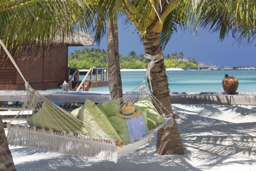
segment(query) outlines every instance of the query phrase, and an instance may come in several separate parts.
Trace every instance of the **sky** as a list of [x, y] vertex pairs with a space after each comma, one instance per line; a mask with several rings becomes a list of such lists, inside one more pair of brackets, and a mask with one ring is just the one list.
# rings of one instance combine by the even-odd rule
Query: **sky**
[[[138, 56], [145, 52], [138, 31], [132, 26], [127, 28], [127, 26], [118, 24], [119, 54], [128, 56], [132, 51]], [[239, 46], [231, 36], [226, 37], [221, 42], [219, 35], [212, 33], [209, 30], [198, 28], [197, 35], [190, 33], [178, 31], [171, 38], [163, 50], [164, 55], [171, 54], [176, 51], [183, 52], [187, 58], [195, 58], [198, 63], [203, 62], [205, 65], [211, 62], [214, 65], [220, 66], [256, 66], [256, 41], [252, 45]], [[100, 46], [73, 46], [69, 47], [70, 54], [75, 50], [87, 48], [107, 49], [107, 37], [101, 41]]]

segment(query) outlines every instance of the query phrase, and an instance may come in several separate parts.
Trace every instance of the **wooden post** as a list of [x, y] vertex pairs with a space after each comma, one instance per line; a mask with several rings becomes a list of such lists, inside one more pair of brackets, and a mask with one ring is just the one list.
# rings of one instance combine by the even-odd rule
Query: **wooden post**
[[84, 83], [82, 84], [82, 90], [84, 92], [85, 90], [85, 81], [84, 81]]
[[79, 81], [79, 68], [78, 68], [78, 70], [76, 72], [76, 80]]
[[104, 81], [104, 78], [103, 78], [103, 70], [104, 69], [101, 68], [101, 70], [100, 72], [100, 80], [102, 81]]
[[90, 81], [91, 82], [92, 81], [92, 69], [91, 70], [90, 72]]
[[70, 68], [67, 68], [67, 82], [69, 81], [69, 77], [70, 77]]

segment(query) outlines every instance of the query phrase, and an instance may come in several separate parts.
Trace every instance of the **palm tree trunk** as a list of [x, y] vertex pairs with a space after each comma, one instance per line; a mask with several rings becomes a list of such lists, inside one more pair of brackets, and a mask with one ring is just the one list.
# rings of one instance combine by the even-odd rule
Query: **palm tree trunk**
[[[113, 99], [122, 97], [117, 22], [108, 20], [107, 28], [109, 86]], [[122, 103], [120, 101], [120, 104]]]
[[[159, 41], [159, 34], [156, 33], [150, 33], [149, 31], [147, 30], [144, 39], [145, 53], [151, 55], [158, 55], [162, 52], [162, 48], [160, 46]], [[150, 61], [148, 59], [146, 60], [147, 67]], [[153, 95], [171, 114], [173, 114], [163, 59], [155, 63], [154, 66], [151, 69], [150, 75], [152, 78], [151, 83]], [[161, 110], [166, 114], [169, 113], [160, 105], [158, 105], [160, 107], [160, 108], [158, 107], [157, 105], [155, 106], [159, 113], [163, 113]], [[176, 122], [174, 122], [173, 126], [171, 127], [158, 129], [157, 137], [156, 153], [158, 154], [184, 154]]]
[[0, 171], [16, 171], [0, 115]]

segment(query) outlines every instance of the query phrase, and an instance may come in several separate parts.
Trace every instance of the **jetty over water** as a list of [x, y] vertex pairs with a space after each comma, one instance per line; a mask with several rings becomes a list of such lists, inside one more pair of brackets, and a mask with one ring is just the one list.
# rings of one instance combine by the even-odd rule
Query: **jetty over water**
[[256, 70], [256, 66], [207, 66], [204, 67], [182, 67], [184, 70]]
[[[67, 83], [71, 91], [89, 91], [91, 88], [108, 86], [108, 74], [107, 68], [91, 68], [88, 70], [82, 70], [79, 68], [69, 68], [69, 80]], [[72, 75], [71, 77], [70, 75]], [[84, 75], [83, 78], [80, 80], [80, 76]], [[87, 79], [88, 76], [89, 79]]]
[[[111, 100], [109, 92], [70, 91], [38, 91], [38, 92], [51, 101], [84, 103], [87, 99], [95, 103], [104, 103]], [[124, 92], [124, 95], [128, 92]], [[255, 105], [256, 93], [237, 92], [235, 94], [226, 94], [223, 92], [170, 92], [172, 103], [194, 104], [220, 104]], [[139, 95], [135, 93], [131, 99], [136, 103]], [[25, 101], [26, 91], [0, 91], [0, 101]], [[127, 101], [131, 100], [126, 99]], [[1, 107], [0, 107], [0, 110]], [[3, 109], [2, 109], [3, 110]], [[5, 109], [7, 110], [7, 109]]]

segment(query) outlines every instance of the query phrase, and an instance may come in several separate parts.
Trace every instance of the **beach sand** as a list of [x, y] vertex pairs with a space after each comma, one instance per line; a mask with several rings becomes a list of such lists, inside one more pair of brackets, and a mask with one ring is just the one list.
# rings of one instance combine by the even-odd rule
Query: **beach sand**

- - -

> **Instruction**:
Each entry above is to be written out again unchanged, apart from the pictures, which are left out.

> **Answer**:
segment(query) outlines every instance of the query phrase, and an instance may come in several separate parts.
Trace every instance of the **sky** as a list of [x, y] vertex pairs with a space after each comma, one instance per line; a mask with several rings becomes a list of such lists, inside one more pair of brackets, and a mask with one ring is just the one list.
# rings of one instance combine by the even-odd rule
Query: **sky**
[[[138, 56], [145, 52], [138, 31], [132, 26], [127, 28], [127, 26], [118, 24], [119, 54], [128, 56], [132, 51]], [[239, 46], [231, 36], [226, 37], [221, 42], [219, 35], [212, 33], [209, 30], [198, 28], [197, 35], [190, 33], [178, 31], [171, 38], [163, 50], [164, 55], [171, 54], [176, 51], [183, 52], [187, 58], [195, 58], [198, 63], [203, 62], [205, 65], [211, 62], [214, 65], [220, 66], [256, 66], [256, 41], [252, 45]], [[100, 46], [73, 46], [69, 47], [70, 54], [75, 50], [87, 48], [107, 49], [107, 37], [101, 41]]]

segment(query) outlines every instance of the query phrase, and an instance may come in several separate parts.
Trace every instance of the **wooden post** as a list of [x, y] vertex pairs with a space after each comma, one instance per line; a mask with several rings becomes a list of such lists, inside one more pair of brackets, and a mask with one ring is just the one list.
# rings of one instance combine by the even-odd rule
Query: **wooden post**
[[84, 83], [82, 84], [82, 90], [84, 92], [85, 90], [85, 81], [84, 81]]
[[79, 81], [79, 68], [78, 68], [78, 70], [76, 72], [76, 80]]
[[104, 81], [104, 78], [103, 78], [103, 70], [104, 69], [101, 68], [101, 70], [100, 72], [100, 80], [102, 81]]
[[90, 81], [91, 82], [92, 81], [92, 69], [91, 70], [90, 72]]
[[70, 68], [67, 68], [67, 82], [69, 81], [69, 77], [70, 77]]

segment(query) outlines every instance of the query phrase, and an instance may come in several separate parts.
Trace every instance of the **palm tree trunk** as a list of [x, y] vertex pairs with a space after each comma, one instance per line; a mask with several rings becomes a list of such lists, inside one more pair of brackets, and a mask with one ring is just the one list.
# rings of one instance combine by the even-odd rule
Query: **palm tree trunk**
[[[113, 99], [122, 97], [117, 22], [108, 20], [107, 28], [109, 86]], [[122, 103], [120, 101], [120, 104]]]
[[[159, 41], [159, 34], [156, 33], [150, 33], [149, 31], [147, 30], [144, 39], [145, 53], [151, 55], [158, 55], [162, 52], [162, 48], [160, 46]], [[150, 61], [148, 59], [146, 60], [147, 67]], [[153, 95], [171, 114], [173, 114], [163, 59], [155, 63], [154, 66], [151, 69], [150, 75], [152, 78], [151, 83]], [[161, 110], [166, 114], [169, 113], [160, 105], [158, 105], [160, 107], [160, 108], [158, 107], [157, 105], [155, 106], [159, 113], [163, 113]], [[176, 122], [174, 122], [173, 126], [171, 127], [158, 129], [157, 137], [156, 153], [158, 154], [184, 154]]]
[[0, 171], [16, 171], [0, 115]]

segment(query) outlines every instance of the query phrase, and an instance may come in several separate parts.
Trace every instance of the **jetty over water** as a list of [x, y] vertex pairs with a space after each comma, one instance per line; a mask with several rings becomes a list of such lists, inside one more pair of brackets, and a mask with one ring is just the one list.
# rings of one instance combine by the even-odd rule
Query: **jetty over water**
[[256, 70], [256, 66], [207, 66], [204, 67], [182, 67], [184, 70]]
[[[67, 83], [71, 91], [89, 91], [91, 88], [108, 86], [108, 74], [107, 68], [91, 68], [88, 70], [82, 70], [79, 68], [69, 68], [69, 80]], [[72, 75], [71, 77], [70, 75]], [[84, 75], [83, 78], [80, 80], [80, 76]], [[87, 79], [88, 76], [89, 79]]]
[[[111, 100], [109, 92], [70, 91], [38, 91], [38, 92], [51, 101], [84, 103], [87, 99], [95, 103], [104, 103]], [[124, 92], [124, 95], [128, 92]], [[255, 105], [256, 93], [237, 92], [235, 94], [226, 94], [223, 92], [170, 92], [172, 103], [194, 104], [220, 104]], [[139, 95], [135, 93], [131, 99], [136, 103]], [[25, 101], [26, 91], [0, 91], [0, 101]], [[127, 101], [131, 100], [126, 99]], [[1, 107], [0, 107], [0, 110]], [[3, 109], [2, 109], [3, 110]], [[5, 109], [7, 110], [7, 109]]]

segment(query) outlines every instance of the query phrase, and an instance may come in several separate parts.
Trace every instance of the **beach sand** as a list of [x, y] vertex pairs with a space after each comma, one instance per line; a mask with several rings becomes a list of such lists, inside one more pair of brackets, and a mask with one ring is just the one list.
# rings of one instance combine by the even-odd rule
Query: **beach sand**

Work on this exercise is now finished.